• DIRECTIONS:
Each entry below should be written out exactly as it is, with no pictures.

• GIVEN INFORMATION:

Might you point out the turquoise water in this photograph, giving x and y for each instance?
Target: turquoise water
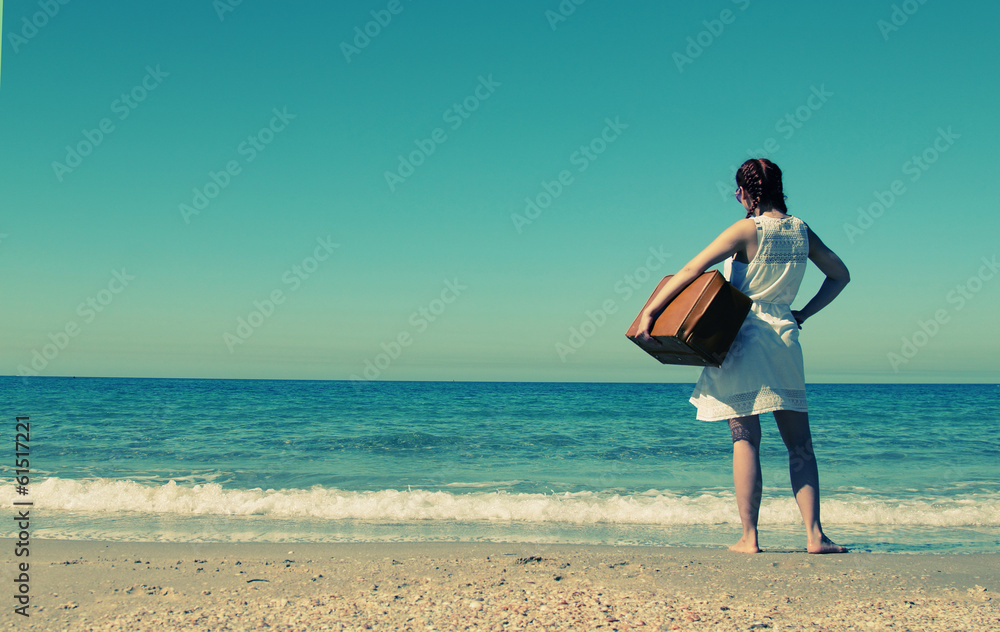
(903, 467)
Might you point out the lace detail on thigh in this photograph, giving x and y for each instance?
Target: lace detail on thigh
(764, 400)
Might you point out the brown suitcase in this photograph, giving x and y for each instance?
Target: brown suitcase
(699, 325)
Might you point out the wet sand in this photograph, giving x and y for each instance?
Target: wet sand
(84, 586)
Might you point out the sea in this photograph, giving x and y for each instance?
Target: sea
(903, 468)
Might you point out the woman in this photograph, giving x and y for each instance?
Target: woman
(763, 371)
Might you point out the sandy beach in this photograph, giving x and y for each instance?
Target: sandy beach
(83, 586)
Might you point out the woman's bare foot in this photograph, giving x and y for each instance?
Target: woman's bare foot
(825, 546)
(746, 545)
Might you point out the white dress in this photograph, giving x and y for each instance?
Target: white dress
(763, 370)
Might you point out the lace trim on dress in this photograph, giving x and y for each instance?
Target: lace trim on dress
(783, 246)
(764, 400)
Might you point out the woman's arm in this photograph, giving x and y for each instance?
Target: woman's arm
(837, 277)
(733, 239)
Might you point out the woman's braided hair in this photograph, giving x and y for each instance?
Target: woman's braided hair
(761, 179)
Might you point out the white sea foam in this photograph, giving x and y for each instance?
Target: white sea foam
(652, 507)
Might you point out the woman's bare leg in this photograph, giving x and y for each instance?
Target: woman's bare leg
(794, 428)
(747, 478)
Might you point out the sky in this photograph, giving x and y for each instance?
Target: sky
(401, 190)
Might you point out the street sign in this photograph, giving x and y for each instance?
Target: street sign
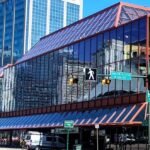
(96, 126)
(147, 96)
(90, 74)
(64, 131)
(145, 123)
(120, 75)
(68, 124)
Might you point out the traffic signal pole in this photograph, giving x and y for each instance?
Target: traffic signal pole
(148, 70)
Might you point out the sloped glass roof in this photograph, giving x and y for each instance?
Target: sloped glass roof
(113, 16)
(131, 13)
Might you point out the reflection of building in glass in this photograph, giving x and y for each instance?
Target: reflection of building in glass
(24, 22)
(35, 93)
(41, 76)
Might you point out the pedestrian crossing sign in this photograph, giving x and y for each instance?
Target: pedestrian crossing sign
(90, 74)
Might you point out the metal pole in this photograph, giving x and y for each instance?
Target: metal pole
(67, 139)
(148, 126)
(97, 139)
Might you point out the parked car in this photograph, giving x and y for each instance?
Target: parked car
(37, 140)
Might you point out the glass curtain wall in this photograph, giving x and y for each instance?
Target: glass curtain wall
(43, 81)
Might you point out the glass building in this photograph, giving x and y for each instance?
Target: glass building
(24, 22)
(38, 94)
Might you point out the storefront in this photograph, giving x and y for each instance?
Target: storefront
(36, 93)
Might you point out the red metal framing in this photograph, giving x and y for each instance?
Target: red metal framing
(101, 103)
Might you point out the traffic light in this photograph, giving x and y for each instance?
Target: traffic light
(73, 80)
(105, 81)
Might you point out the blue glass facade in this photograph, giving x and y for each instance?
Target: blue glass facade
(23, 23)
(56, 15)
(72, 13)
(38, 20)
(11, 31)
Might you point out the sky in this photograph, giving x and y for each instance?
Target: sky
(92, 6)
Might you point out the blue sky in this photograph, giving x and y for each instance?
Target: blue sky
(92, 6)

• RESULT OF THE EXERCISE:
Might you point out the turquoise water in this photograph, giving x and y for each instance?
Target: turquoise water
(903, 467)
Might you point out the lace detail on thigh in this photograph, giving x and y for each instance?
Target: lace detail on thigh
(764, 400)
Might you point out the brown suitcase in this photograph, giving x and y for each instance?
Target: brown suitcase
(699, 325)
Might you point out the wet sand in this photograph, giving x and y for each instance?
Target: wet sand
(84, 586)
Might you point out the sea in this photograph, giving x and y for each instance?
Target: sea
(903, 468)
Might you point out the woman in this photograph, giving x and y for each instance?
Target: woman
(763, 371)
Might you point out the sandy beach in this photograph, giving x and y for each instance?
Target: sandy beach
(83, 586)
Might you point out the woman's bare foot in this photograph, giving x and y for each instance?
Target: woman's bare foot
(825, 546)
(746, 545)
Might you point out the white dress in this photograph, giving x and y for each instance?
Target: white dress
(763, 370)
Might you point out the lace trim on dress in this photograph, giving x and y for each instance?
Target: lace trim on dress
(783, 246)
(764, 400)
Might you point out the woman's arm in this photograph, giving x and y for each instance?
Target: woman's arm
(837, 277)
(733, 239)
Might you point out the woman's braided hair in this photograph, giving x and y for each instance?
Target: woman's braided hair
(761, 179)
Might you point out the white sea foam in this photograph, giving x and y for each instance?
Target: white sea foam
(652, 507)
Might you point out the woman's bare leg in this photograph, giving x and y for each instance?
Target: woman's bare leg
(794, 428)
(747, 478)
Might you point out the sky in this photograph, giving x and y for each instance?
Target: sky
(401, 190)
Might you point out the street sign in this photograph, giving x and y for each instance?
Target: street sign
(96, 126)
(147, 96)
(90, 74)
(64, 131)
(145, 123)
(120, 75)
(68, 124)
Might you point out the traffic signal pole in this photograph, giving x and y for each instance?
Target: traffic signal pole
(148, 70)
Might you point out the sloped glass roof in this photograph, giving x and y for each instance?
Target: sloped glass roof
(113, 16)
(131, 13)
Might you point out the reflection of building in glass in this photograph, giving x and y for each instance?
Target: reflection of building in glass
(24, 22)
(35, 93)
(41, 76)
Might you point out the pedestrian crossing sign in this photograph, giving x and y for each instance?
Target: pedestrian crossing sign
(90, 74)
Might you point out the metal pole in this photograph, giving x and y for each instance?
Target: metal pole
(67, 139)
(148, 126)
(97, 139)
Might you point out the parked car in this photograph, giving x and y for each instance?
Target: parked car
(37, 140)
Might you point out the glass curtain wall in this photograph, giving x and y for each instance?
Target: glass curtain wall
(43, 81)
Might you point out the glass building in this photograph, giving x and y for each instance?
Target: glass building
(24, 22)
(38, 94)
Might you point out the storefront in this photograph, giving x and y for each instance?
Target: storefront
(36, 93)
Might you point out the red metal framing in this photograph, giving x and y for each instance?
Target: red metal framing
(101, 103)
Might you point out the traffic light in this photograph, giving x and y for each instance?
Target: traffic light
(73, 80)
(105, 81)
Might you point out the blue glass facade in this photograph, giving x and y for each instance?
Target: blue glass facade
(23, 23)
(56, 15)
(72, 13)
(38, 20)
(11, 31)
Might you point out the sky in this photograph, giving x and y for each instance?
Target: sky
(92, 6)
Might you point out the blue sky in this photograph, giving x and y for each instance?
Target: blue sky
(92, 6)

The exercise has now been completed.